====== Gösterilen metin

Görsel betimleme: Büyük bir konteyner gemisi denizde görülüyor. Geminin adı "MSC GÜLSÜN" olarak okunabiliyor ve geminin üzeri çeşitli renklerde birçok konteynerle dolu.
Doğu Akdeniz’de daha yüksek miktarda olsalar da Ege’ye kadar sokulabilen balina türlerinden ispermeçet balinaları sorumsuzca artmakta olan gemi trafiğinin kurbanı olmaya devam ediyor.
Coğrafyada Yunan hendeği olarak bilinen mıntıkada fazlasıyla artmış olan deniz trafiği, uluslararası taşımacılık veya turizm amaçlı olarak dehşet saçıyor dense yeridir.
Dünyanın en uzak diyarlarından gelen muhtelif malları tüketiciyle mümkün olduğunca çabuk kavuşturma şiarı bir yana tatil beldesine bir an önce varmak isteyenlerin hizmetine sunulmuş olan çok hızlı feribotlar artık devletlerin sıkı tedbirler almasını gerektirecek seviyeye varmış vaziyette.
Hızın tanrılaştırıldığı bir çağda şu andaki durumun sürdürülebilir olmadığı kesin; hız kesmemiz gerektiği kadar, gayet arsız taşımacılık sektörünün heyecanla bizi kavuşturduğu “egzotik” mallardan uzaklaşıp yerel üretimlere odaklanmamız gerektiği de muhakkak.
Yönetmenliğini Philip Hamilton’ın üstlendiği "Çarpışma (Collision)" adlı belgesel, karaya cesetleri vuranların çok üstünde balina sayısının gemilerin çarpması sonucunda telef olduğuna dikkat çekiyor.
2023 Birleşik Krallık yapımı 75 dakikalık filmde şirket politikalarında değişiklik yapanlar arasında dünyanın en büyüklerinden küresel konteyner taşımacılık şirketi MSC’nin ön plana çıkması manidar.
MSC’nin patronu Diego Aponte’nin 2019’da suya indirilen dünyanın en büyük konteyner gemilerinden, kayınvalidesi Gülsün’ün (Soyuer) ismini verdiği gemisinin de arzıendam ettiği belgesel, ufak da olsa bazı değişikliklerle balina kıyımının nasıl azaltılabileceğini de seyirciyle paylaşıyor.
Okyanusun bahçıvanları
Dünyadaki su yolları ve bilhassa okyanuslar, bilindiği kadarıyla 53.000 ticari geminin varlığıyla insanlık tarafından şimdiye kadar olmadığı derecede sömürülmekte.

============
====== Sağlanan veriler

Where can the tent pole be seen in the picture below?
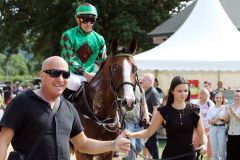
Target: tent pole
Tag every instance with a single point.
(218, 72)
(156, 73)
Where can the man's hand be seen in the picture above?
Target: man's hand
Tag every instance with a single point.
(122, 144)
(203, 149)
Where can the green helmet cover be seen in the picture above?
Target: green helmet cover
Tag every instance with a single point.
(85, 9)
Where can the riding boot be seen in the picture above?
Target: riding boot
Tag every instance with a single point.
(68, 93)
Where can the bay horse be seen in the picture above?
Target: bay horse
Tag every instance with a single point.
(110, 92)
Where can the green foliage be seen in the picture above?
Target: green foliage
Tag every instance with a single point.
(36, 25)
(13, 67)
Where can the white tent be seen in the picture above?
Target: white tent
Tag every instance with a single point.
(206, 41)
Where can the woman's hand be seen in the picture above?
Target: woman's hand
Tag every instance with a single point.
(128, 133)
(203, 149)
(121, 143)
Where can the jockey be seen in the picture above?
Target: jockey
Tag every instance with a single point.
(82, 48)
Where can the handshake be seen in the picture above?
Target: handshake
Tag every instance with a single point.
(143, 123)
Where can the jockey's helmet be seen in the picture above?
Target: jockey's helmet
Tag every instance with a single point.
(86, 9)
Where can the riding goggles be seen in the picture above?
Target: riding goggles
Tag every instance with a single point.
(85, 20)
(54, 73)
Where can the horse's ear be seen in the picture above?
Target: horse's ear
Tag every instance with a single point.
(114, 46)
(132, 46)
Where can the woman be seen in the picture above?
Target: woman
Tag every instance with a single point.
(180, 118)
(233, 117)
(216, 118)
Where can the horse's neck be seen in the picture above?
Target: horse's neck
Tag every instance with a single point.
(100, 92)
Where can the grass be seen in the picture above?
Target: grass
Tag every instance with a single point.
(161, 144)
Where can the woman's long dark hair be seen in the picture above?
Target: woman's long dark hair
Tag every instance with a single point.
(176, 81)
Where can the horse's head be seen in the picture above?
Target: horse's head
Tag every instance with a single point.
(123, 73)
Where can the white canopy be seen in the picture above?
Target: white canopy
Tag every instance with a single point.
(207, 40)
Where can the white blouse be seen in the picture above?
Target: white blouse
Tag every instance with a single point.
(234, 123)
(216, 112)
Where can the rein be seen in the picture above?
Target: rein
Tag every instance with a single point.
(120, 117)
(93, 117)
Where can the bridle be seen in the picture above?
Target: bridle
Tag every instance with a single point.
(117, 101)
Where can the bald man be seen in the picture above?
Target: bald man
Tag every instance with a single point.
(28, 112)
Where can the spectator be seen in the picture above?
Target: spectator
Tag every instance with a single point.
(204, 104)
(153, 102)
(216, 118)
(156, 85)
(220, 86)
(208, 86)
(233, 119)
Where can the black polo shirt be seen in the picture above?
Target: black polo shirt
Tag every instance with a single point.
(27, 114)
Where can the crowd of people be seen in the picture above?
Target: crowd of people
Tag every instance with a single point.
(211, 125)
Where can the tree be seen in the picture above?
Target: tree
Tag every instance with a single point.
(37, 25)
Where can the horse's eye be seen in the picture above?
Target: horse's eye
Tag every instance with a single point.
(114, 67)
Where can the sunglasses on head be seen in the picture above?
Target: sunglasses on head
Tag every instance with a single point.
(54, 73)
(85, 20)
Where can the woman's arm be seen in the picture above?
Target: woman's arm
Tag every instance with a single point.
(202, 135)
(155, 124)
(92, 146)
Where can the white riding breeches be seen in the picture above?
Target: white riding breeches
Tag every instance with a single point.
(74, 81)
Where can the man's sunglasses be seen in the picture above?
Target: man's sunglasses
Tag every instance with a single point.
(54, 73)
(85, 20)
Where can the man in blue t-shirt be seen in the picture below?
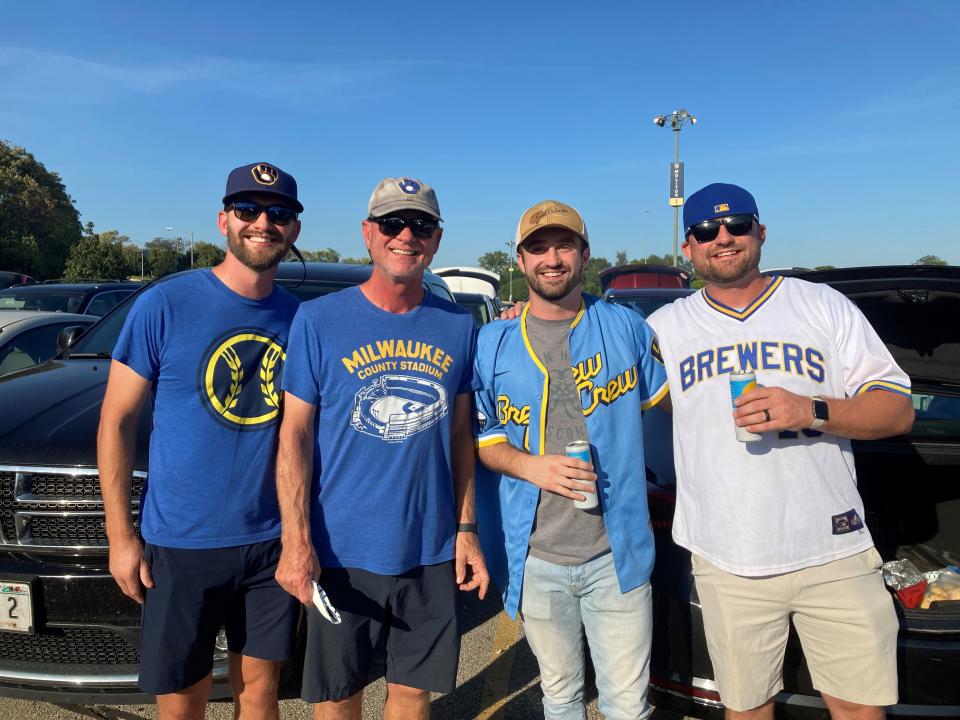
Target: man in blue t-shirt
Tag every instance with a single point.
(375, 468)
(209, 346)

============

_Yapılacak işler_:
(a) Gemi trafiği ve ispermeçet balinaları üzerine olan metni iki cümleyle özetleyin.
(b) Gemi trafiği ve ispermeçet balinaları üzerine olan metni, son cümlesinden sonra gelecek şekilde sürdürün.

_Yanıtlar_:
(a) Ege'ye kadar sokulabilen ispermeçet balinaları, Yunan hendeği olarak bilinen bölgede taşımacılık ve turizm nedeniyle artan gemi trafiğinin kurbanı olmaya devam ediyor ve bu durum devletlerin sıkı tedbirler almasını gerektirecek seviyeye varmış. Philip Hamilton'ın yönettiği "Çarpışma (Collision)" belgeseli, gemi çarpmaları sonucu telef olan balinaların sayısının karaya vuranlardan çok daha fazla olduğuna dikkat çekiyor ve küçük değişikliklerle bu kıyımın nasıl azaltılabileceğini seyirciyle paylaşıyor.

(b)
Kuzey Kutbu bölgesinin de hoyratça trafiğe açılması bir yana, ısıyı ve karbondioksidi emen okyanusların mevzubahis fonksiyonlarını layıkıyla yerine getirmesi günbegün zorlaşıyor.
Okyanusların bahçıvanları olarak tasvir edilen filmin başrolü balinalar sudaki karbon dengesinin bekçileri olarak da tanınıyorlar. Balinaların gezegene sağladığı yararların miktarını ölçmemizin bile mümkün olmadığı günümüzde okyanus ekosisteminin dengesini sağlayan başlıca unsur olarak balinalara aşırı ihtimam göstermemizin vakti geldi de geçiyor.
İşlek karayollarına dönüşmüş, gemilerin katettiği muhtelif su yolları balinaların da asırlardır kullandıkları koridorlar olduğundan dev deniz memelilerinin başka coğrafyalara hızla kayarak kendilerini korumaya almaları neredeyse imkânsız.
80’lerin ortalarında balinaların dünya çapında avlanması yasaklanmış olsa da akabindeki balina ölümleriyle popülasyonun hızla erimesine, hatta bazı türlerin tükenmesine mani olunamadı.
Yalnız yaşadığımız alanları değil, su altı dünyasını da gürültüye boğduğumuz için balinaların hayatlarını allak bullak ettiğimiz tartışılmaz bir hakikat.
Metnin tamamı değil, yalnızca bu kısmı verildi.